EXERCISE: Every entry below should be printed exactly.

(Stored data entries)
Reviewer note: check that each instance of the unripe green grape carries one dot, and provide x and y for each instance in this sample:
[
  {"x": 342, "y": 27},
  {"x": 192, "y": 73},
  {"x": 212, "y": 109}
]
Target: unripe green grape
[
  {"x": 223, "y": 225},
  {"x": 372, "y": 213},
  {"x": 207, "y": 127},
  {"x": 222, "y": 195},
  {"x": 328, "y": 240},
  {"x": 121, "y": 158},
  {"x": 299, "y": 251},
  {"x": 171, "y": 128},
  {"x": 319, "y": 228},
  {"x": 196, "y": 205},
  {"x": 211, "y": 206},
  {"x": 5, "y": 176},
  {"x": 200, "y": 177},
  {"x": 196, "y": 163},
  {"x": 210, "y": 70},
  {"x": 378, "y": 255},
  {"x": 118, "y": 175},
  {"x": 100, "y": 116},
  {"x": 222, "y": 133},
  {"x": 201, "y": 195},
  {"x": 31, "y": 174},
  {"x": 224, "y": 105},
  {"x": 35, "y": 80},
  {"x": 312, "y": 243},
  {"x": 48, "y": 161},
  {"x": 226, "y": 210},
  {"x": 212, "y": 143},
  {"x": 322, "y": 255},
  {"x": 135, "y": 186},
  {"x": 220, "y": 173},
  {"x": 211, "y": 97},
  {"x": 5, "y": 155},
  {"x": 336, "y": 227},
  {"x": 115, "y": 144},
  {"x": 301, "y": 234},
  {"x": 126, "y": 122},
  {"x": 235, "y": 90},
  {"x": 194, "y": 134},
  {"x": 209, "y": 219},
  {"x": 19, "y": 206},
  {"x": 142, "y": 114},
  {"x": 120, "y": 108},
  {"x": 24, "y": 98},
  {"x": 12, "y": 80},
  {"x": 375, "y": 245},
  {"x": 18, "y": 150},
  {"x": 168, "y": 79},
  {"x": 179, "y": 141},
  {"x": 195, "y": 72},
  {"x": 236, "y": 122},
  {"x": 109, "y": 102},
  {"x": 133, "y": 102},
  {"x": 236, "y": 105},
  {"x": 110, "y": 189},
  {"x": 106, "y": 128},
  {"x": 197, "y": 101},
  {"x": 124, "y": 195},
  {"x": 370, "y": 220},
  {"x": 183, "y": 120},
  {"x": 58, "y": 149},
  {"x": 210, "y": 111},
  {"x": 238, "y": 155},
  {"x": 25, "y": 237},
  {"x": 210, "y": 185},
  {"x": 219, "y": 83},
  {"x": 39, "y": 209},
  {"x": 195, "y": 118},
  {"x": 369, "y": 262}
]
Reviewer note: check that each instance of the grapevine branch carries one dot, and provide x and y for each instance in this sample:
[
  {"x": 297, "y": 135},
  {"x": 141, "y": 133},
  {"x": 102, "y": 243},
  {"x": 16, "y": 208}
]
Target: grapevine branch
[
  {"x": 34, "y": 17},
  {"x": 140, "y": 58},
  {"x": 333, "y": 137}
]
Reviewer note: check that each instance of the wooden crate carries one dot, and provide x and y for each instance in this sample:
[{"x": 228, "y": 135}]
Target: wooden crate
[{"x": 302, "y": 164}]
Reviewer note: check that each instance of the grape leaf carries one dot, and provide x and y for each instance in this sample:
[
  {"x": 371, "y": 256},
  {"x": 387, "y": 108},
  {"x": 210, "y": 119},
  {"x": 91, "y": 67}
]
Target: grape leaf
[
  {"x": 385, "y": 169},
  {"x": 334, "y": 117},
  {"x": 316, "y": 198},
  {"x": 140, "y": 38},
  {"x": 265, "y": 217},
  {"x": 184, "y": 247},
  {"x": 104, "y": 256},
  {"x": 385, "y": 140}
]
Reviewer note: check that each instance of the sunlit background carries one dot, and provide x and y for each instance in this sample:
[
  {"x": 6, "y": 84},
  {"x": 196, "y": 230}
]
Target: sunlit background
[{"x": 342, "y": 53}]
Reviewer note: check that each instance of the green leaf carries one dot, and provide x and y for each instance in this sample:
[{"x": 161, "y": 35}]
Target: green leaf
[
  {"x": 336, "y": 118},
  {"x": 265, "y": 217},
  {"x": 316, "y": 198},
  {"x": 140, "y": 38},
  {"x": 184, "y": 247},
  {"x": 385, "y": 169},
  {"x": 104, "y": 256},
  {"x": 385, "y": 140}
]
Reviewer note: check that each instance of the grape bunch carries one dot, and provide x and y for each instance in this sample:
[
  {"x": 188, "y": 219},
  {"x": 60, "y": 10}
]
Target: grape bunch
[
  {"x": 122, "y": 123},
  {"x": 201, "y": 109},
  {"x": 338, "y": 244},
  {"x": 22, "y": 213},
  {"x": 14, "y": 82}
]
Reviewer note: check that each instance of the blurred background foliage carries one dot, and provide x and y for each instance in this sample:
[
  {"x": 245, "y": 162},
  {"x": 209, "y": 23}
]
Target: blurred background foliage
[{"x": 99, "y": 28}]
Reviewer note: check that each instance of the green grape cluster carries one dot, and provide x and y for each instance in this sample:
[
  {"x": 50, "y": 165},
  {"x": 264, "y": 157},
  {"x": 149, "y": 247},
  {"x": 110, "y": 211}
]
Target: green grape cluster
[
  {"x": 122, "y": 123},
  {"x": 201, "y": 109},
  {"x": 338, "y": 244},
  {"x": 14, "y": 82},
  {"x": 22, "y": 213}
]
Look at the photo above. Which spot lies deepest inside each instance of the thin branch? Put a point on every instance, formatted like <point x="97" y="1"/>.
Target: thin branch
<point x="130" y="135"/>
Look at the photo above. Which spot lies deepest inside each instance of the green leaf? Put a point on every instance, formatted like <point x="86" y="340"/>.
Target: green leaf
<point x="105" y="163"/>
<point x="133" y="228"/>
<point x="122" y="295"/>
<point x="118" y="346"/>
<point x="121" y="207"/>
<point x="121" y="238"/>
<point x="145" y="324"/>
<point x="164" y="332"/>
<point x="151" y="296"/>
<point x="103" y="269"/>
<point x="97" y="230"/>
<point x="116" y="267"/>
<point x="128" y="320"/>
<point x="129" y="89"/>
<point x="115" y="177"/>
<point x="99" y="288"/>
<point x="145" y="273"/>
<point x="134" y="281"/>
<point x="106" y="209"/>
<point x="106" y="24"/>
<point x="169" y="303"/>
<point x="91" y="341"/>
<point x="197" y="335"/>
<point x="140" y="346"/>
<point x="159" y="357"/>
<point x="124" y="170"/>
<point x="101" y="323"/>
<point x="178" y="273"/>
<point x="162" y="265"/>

OUTPUT:
Reviewer note: check that each instance of the unripe green grape carries one dot, and provide x and y for each instance in this sample:
[
  {"x": 342, "y": 27},
  {"x": 192, "y": 73},
  {"x": 212, "y": 109}
]
Target: unripe green grape
[
  {"x": 223, "y": 225},
  {"x": 372, "y": 213},
  {"x": 207, "y": 127},
  {"x": 222, "y": 195},
  {"x": 328, "y": 240},
  {"x": 121, "y": 158},
  {"x": 299, "y": 251},
  {"x": 171, "y": 128},
  {"x": 319, "y": 228},
  {"x": 196, "y": 205},
  {"x": 211, "y": 206},
  {"x": 5, "y": 176},
  {"x": 200, "y": 177},
  {"x": 196, "y": 163},
  {"x": 210, "y": 70},
  {"x": 378, "y": 255},
  {"x": 118, "y": 175},
  {"x": 100, "y": 116},
  {"x": 222, "y": 133},
  {"x": 201, "y": 195},
  {"x": 31, "y": 174},
  {"x": 224, "y": 105},
  {"x": 35, "y": 80},
  {"x": 312, "y": 243},
  {"x": 48, "y": 161},
  {"x": 226, "y": 210},
  {"x": 212, "y": 143},
  {"x": 322, "y": 255},
  {"x": 135, "y": 186},
  {"x": 220, "y": 173},
  {"x": 211, "y": 97},
  {"x": 5, "y": 155},
  {"x": 336, "y": 227},
  {"x": 115, "y": 144},
  {"x": 301, "y": 234},
  {"x": 126, "y": 122},
  {"x": 235, "y": 90},
  {"x": 194, "y": 134},
  {"x": 209, "y": 219},
  {"x": 19, "y": 206},
  {"x": 142, "y": 114},
  {"x": 120, "y": 108},
  {"x": 24, "y": 98},
  {"x": 12, "y": 80},
  {"x": 375, "y": 245},
  {"x": 18, "y": 150},
  {"x": 168, "y": 79},
  {"x": 179, "y": 141},
  {"x": 195, "y": 72},
  {"x": 236, "y": 122},
  {"x": 109, "y": 102},
  {"x": 133, "y": 102},
  {"x": 236, "y": 105},
  {"x": 110, "y": 189},
  {"x": 106, "y": 128},
  {"x": 197, "y": 101},
  {"x": 124, "y": 195},
  {"x": 370, "y": 220},
  {"x": 183, "y": 120},
  {"x": 58, "y": 149},
  {"x": 210, "y": 111},
  {"x": 238, "y": 155},
  {"x": 25, "y": 237},
  {"x": 210, "y": 185},
  {"x": 219, "y": 83},
  {"x": 39, "y": 209},
  {"x": 195, "y": 118},
  {"x": 369, "y": 262}
]
Reviewer note: check that each instance of the grapevine branch carries one dot, and provide x and y for each instance in this sample:
[
  {"x": 297, "y": 135},
  {"x": 141, "y": 133},
  {"x": 102, "y": 243},
  {"x": 16, "y": 208}
]
Target: grapevine branch
[
  {"x": 34, "y": 17},
  {"x": 140, "y": 58},
  {"x": 333, "y": 137}
]
Reviewer note: check that each instance of the wooden crate carries one dot, and provide x and y for each instance in this sample:
[{"x": 228, "y": 135}]
Target: wooden crate
[{"x": 302, "y": 164}]
Reviewer note: check that each instance of the grape leaf carries one dot, and provide x and y for each instance in this sample:
[
  {"x": 371, "y": 256},
  {"x": 387, "y": 108},
  {"x": 210, "y": 119},
  {"x": 91, "y": 67}
]
Target: grape leaf
[
  {"x": 385, "y": 169},
  {"x": 334, "y": 117},
  {"x": 316, "y": 198},
  {"x": 140, "y": 38},
  {"x": 265, "y": 217},
  {"x": 184, "y": 247},
  {"x": 104, "y": 256},
  {"x": 385, "y": 140}
]
Reviewer note: check that each instance of the sunlit background carries one dot, and provide x and y for each instance in this sample:
[
  {"x": 6, "y": 84},
  {"x": 196, "y": 230}
]
Target: sunlit background
[{"x": 342, "y": 53}]
Reviewer note: check that each instance of the green leaf carries one dot, and provide x and y for each instance in this sample:
[{"x": 161, "y": 35}]
Target: green leaf
[
  {"x": 336, "y": 118},
  {"x": 265, "y": 217},
  {"x": 316, "y": 198},
  {"x": 140, "y": 38},
  {"x": 184, "y": 247},
  {"x": 385, "y": 169},
  {"x": 104, "y": 256},
  {"x": 385, "y": 140}
]
Reviewer note: check that each instance of the grape bunch carries one dot, and provide x and y for each instance in this sample:
[
  {"x": 188, "y": 219},
  {"x": 60, "y": 10}
]
Target: grape bunch
[
  {"x": 122, "y": 123},
  {"x": 201, "y": 109},
  {"x": 338, "y": 244},
  {"x": 22, "y": 213},
  {"x": 14, "y": 82}
]
Reviewer note: check that each instance of the blurred background foliage carries one dot, and provide x and y for each instance in this sample:
[
  {"x": 245, "y": 162},
  {"x": 209, "y": 23}
]
Target: blurred background foliage
[{"x": 99, "y": 28}]
Reviewer note: check that each instance of the green grape cluster carries one dot, and provide x and y for each instance in this sample:
[
  {"x": 50, "y": 165},
  {"x": 264, "y": 157},
  {"x": 149, "y": 247},
  {"x": 110, "y": 211}
]
Target: green grape cluster
[
  {"x": 122, "y": 123},
  {"x": 201, "y": 109},
  {"x": 338, "y": 244},
  {"x": 14, "y": 82},
  {"x": 22, "y": 213}
]
Look at the photo above. Which spot lies deepest inside each instance of the thin branch? Put a point on every instance, formatted like <point x="97" y="1"/>.
Target: thin branch
<point x="130" y="135"/>
Look at the photo above. Which spot lies deepest inside each instance of the green leaf? Put a point on every instance, formatted like <point x="86" y="340"/>.
Target: green leaf
<point x="105" y="163"/>
<point x="133" y="228"/>
<point x="122" y="295"/>
<point x="118" y="346"/>
<point x="121" y="207"/>
<point x="121" y="238"/>
<point x="145" y="324"/>
<point x="164" y="332"/>
<point x="151" y="296"/>
<point x="103" y="269"/>
<point x="97" y="230"/>
<point x="116" y="267"/>
<point x="128" y="320"/>
<point x="129" y="89"/>
<point x="115" y="177"/>
<point x="99" y="288"/>
<point x="145" y="273"/>
<point x="134" y="281"/>
<point x="106" y="209"/>
<point x="106" y="24"/>
<point x="169" y="303"/>
<point x="91" y="341"/>
<point x="197" y="335"/>
<point x="140" y="346"/>
<point x="159" y="357"/>
<point x="124" y="170"/>
<point x="101" y="323"/>
<point x="178" y="273"/>
<point x="162" y="265"/>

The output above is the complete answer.